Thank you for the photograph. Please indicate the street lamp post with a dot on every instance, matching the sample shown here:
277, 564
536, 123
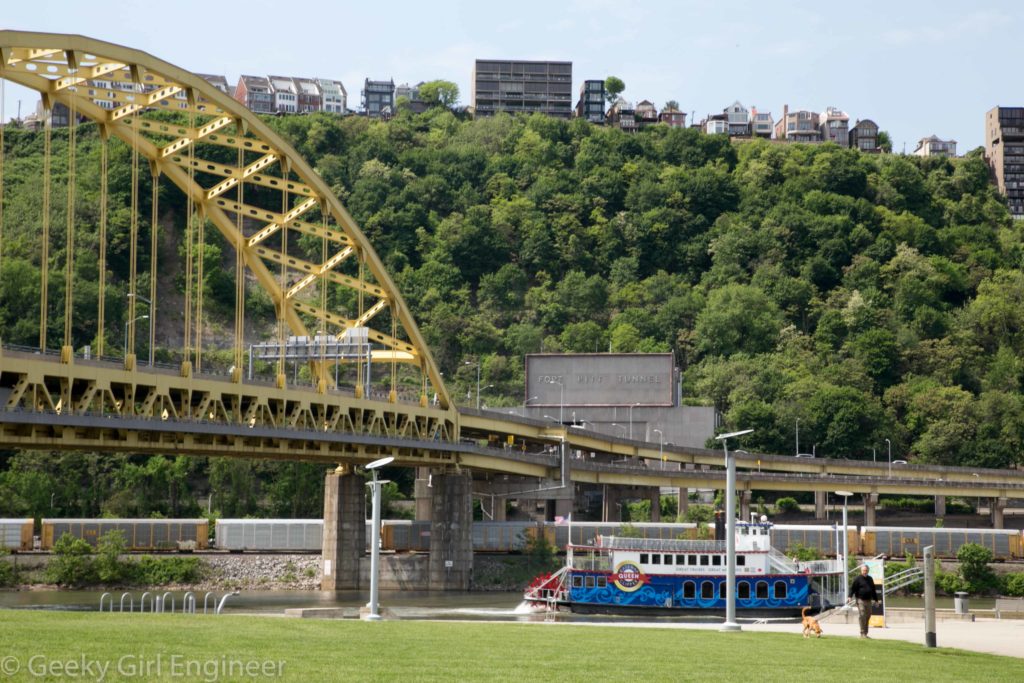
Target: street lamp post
150, 324
730, 532
846, 540
140, 317
631, 419
375, 539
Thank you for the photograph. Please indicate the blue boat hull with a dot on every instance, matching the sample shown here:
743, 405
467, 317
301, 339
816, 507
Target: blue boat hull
671, 595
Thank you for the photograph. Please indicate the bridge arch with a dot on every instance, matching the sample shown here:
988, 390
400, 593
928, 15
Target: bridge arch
221, 157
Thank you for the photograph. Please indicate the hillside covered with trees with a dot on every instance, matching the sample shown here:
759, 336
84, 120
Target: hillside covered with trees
869, 296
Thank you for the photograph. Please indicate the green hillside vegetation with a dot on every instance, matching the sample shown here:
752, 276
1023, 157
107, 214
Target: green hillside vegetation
869, 296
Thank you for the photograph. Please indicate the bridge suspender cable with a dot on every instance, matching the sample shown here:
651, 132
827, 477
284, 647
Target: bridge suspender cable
240, 268
67, 351
45, 257
189, 244
154, 260
101, 303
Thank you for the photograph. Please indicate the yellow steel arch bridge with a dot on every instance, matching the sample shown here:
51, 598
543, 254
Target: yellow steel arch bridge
338, 313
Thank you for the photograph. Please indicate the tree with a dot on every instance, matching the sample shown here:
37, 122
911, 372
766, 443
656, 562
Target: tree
439, 93
613, 87
885, 141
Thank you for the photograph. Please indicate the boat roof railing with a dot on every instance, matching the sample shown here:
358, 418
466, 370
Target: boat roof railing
660, 545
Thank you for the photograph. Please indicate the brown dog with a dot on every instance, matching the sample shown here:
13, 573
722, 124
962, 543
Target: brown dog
810, 625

━━━━━━━━━━━━━━━━

**Work request**
Repeat each entry above exactly. Omit the pictures.

**Answer box**
Thank you for the photograph. Please indicate the street lamp post with a dot on every instance, matching the sample shown here:
277, 564
536, 123
Target: street lamp post
150, 324
730, 532
846, 540
140, 317
631, 419
375, 539
Thank you for the photograph. Please indicate the blue boat hull with a dot on every instance, matching the sample shown here:
743, 405
467, 317
301, 339
816, 507
Target: blue boat hull
671, 595
Thank you for the photograph. Please indicate the bridge arch with a dot on every instance, matching the sample shown here:
988, 390
400, 593
928, 15
Target: bridge arch
221, 157
Thank you for the photograph. Please indicate the hillside covered with trees with a dot on every instance, matching the sample shown here:
759, 336
84, 120
Target: hillside covered with trees
869, 296
Thank you for the photograph. Please indicate the green hillside vegetation with a dot on every instance, matching the sample shown here:
752, 276
1023, 157
107, 214
Target: green hillside vegetation
869, 296
Thank you for the photograph. Please indicate the bridge suspender cable with a dot on every instance, matching the sample shown here:
651, 132
827, 477
284, 647
Target: bridge suspender cable
240, 268
67, 351
45, 257
189, 244
154, 260
101, 303
Thank you for the photograph. Please indicate the yellow steel arch bridge with a dot on every instance, matching the sample shown here:
51, 598
543, 254
Target: yellow steel arch bridge
338, 313
Thank you for the photograph. Please indicate the tree with a dot on every instance, matching the sample shown here:
37, 122
911, 372
766, 443
656, 562
Target: tree
439, 93
613, 87
885, 141
Thank you for the photograph. Please indicate the boat roof railing with a dot on every instance, matching the sample shown here:
358, 418
466, 370
Target: boat roof railing
660, 545
Thank you for the photograph. Please indicate the brown dog with a dot on every instance, matching the sample shown here:
13, 573
722, 124
962, 543
Target: brown dog
810, 625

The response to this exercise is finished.